● Extracted text:
Yes but how would that work? If you'd just include people with MS, or Ank Spond in your ME/CFS cohort you might artificially just get more significant findings but your diagnostic criteria to get there will mean that you're not actually doing anything meaningful anymore. Maybe a certain Fukuda cohort ends up having many hits due to MS etc.In ME/CFS we have the problem that we don't know what diagnostic criteria are best.
We can create different diagnostic criteria according to what we believe best describes the disease, but that's just an opinion-based process.
If we had an objective method for defining ME/CFS, then we could develop and refine diagnostic criteria until they could capture the disease with high accuracy.
I'm wondering if a GWAS can be used to provide some much needed objectivity and help validate or refine the diagnostic criteria, or discover subtypes.

● Actions to take:
A. According to the ME/CFS diagnostic criteria discussion, what problem does ME/CFS face regarding diagnostic criteria?
B. In the ME/CFS diagnostic criteria discussion, why would adding people with MS or ankylosing spondylitis to an ME/CFS cohort be a problem? Answer in one to three sentences.
C. Resume the ME/CFS diagnostic criteria discussion after its final sentence.

● Provided material:
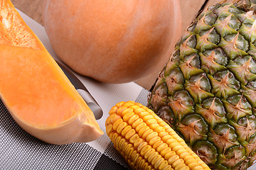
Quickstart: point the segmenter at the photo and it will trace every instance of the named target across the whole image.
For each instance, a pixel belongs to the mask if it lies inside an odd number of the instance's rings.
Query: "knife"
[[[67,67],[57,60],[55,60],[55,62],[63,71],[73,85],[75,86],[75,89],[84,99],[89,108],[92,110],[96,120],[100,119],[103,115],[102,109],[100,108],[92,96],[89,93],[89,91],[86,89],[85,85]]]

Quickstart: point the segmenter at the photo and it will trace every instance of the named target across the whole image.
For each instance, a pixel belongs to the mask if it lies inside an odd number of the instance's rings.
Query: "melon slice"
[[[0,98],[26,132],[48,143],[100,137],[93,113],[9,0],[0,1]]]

---

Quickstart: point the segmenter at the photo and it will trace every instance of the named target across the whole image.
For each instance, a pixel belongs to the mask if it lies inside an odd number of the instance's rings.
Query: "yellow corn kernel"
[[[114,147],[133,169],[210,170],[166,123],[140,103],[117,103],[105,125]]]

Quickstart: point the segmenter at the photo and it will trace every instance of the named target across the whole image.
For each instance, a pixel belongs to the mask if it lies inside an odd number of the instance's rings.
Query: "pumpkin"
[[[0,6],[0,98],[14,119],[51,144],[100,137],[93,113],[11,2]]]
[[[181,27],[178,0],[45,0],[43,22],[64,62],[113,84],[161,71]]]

* * *

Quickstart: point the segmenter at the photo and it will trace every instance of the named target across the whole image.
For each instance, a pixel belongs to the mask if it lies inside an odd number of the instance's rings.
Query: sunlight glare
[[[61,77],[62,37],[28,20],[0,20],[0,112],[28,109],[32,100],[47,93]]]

● Exercise answers:
A. It is not known which diagnostic criteria are best.

B. It might artificially produce more significant findings. However, the diagnostic criteria needed to include those people would mean the study is no longer doing anything meaningful.

C.
DecodeME showed that you can just ask people whether they have ME/CFS (edit: in the sense as mentioned by Andi below) and actually get some genes from that. But it isn't clear whether that is applicable to other cohorts and to what extent (the failure to replicate suggests it won't work for badly selected cohorts but we don't know what the results will look like in clinical cohorts or say a "German DecodeME cohort"). I think a GWAS in a country including a clincal cohort and a DecodeME like cohort could be a useful next step to understand how the signals behave then.
I think it should be fairly simply to do a grading how symptoms correlated to significant gene presence, but I don't think that's necessarily meaningful for identifying diagnostic criteria.
The problem here would be the same as always: Against what value do you define high accuracy of disease? Every criteria is 100% accurate against itself and we don't know any diseases processes as of yet.